Figure out the number of lines in the entries that hold the string "bookshelf", then give that number and nothing else.

Data extracted from a collection
※ ※ ※

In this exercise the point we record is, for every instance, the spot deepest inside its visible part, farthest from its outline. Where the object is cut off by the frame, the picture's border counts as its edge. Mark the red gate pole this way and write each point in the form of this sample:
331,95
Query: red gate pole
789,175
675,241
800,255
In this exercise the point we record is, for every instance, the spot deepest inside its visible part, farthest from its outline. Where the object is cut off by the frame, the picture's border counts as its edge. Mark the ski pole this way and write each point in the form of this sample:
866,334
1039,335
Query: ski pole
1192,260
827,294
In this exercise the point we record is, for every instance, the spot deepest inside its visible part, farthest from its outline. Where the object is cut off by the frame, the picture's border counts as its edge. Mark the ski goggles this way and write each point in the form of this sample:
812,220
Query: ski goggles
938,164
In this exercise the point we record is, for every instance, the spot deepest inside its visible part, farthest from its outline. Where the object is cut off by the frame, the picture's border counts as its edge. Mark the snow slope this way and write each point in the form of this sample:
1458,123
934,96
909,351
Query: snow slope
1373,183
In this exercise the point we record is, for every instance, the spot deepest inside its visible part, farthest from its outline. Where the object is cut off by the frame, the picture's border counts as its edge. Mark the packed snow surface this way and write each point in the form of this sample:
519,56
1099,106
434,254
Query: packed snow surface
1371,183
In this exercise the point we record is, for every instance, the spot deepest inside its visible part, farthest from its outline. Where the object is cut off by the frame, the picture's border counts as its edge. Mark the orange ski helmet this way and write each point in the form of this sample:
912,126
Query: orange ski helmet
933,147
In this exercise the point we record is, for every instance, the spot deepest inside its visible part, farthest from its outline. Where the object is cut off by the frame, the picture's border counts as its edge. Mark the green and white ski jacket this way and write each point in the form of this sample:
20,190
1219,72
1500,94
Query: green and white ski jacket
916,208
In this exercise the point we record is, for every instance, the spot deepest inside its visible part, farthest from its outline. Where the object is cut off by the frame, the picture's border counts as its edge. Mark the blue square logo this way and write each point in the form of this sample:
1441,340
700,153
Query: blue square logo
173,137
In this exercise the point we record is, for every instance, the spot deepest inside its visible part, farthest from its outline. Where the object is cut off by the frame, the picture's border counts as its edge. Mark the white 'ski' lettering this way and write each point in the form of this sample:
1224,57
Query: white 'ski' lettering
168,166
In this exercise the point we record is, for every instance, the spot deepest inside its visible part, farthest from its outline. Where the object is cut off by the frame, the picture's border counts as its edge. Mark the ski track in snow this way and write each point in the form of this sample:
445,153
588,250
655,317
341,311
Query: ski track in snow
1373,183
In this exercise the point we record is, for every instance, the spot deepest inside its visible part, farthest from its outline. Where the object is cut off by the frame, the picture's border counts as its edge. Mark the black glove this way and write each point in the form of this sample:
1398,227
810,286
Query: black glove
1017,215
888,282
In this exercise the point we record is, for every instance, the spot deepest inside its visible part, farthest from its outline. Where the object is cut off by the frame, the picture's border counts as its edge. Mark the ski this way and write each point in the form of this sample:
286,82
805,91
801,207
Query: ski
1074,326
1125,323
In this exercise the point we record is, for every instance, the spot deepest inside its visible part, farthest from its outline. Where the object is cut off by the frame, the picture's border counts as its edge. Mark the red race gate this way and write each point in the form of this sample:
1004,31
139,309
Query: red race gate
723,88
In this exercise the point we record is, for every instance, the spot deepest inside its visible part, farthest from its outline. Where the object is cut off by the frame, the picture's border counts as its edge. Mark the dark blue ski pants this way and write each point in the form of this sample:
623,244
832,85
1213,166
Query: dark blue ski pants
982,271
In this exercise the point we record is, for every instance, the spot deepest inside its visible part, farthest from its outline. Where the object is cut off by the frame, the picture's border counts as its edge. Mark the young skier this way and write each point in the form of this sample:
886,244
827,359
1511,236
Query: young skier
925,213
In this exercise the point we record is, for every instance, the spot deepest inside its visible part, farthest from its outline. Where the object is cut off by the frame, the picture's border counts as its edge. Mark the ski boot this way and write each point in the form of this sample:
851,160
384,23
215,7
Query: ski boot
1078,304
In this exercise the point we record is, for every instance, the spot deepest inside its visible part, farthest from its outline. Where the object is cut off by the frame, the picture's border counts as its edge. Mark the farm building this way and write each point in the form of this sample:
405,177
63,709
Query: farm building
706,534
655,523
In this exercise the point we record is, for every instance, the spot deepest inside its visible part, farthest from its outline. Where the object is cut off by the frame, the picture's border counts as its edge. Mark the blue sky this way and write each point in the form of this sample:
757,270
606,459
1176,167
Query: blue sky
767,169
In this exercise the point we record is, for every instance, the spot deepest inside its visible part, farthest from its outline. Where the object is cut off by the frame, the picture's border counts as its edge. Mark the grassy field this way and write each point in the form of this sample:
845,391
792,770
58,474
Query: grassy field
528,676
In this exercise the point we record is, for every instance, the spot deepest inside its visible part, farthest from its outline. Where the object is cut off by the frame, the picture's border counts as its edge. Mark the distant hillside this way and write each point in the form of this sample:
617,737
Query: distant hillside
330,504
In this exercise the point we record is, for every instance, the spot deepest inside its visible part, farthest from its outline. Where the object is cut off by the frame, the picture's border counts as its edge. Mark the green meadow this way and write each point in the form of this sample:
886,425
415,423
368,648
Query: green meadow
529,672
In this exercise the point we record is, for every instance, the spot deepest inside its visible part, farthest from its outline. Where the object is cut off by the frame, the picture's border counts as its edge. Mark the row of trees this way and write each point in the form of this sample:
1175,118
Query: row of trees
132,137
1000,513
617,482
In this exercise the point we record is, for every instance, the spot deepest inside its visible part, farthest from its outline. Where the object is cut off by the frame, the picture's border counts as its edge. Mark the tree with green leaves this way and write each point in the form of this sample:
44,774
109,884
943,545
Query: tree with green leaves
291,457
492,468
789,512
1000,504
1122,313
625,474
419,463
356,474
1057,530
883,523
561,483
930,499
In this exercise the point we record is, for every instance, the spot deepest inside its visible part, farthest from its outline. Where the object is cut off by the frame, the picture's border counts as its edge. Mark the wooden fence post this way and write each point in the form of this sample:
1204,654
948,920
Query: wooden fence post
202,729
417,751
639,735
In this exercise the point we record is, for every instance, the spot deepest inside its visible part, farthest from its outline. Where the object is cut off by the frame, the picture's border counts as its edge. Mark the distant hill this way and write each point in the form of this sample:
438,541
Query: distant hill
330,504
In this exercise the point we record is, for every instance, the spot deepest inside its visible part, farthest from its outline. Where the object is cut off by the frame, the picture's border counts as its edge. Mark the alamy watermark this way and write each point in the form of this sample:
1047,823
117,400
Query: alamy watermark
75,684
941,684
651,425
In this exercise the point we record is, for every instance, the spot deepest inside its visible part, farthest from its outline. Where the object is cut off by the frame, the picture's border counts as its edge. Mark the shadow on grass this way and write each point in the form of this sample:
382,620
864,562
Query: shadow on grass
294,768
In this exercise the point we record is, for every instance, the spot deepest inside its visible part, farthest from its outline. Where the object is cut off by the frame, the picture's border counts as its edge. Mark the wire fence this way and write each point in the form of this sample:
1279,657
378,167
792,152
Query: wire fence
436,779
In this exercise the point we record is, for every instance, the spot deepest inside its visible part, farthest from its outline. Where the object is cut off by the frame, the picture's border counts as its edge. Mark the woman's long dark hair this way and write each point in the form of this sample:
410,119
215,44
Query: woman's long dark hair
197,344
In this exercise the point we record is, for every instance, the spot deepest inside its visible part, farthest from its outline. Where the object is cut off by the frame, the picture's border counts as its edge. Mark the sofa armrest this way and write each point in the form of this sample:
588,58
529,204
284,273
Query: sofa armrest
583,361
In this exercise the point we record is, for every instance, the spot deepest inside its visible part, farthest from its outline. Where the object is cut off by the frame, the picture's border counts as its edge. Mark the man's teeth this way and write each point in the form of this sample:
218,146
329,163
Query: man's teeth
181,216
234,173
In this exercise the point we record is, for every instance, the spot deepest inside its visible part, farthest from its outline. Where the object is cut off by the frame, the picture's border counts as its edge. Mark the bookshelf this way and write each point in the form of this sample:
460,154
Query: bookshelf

※ ※ ※

▶ _Your response_:
2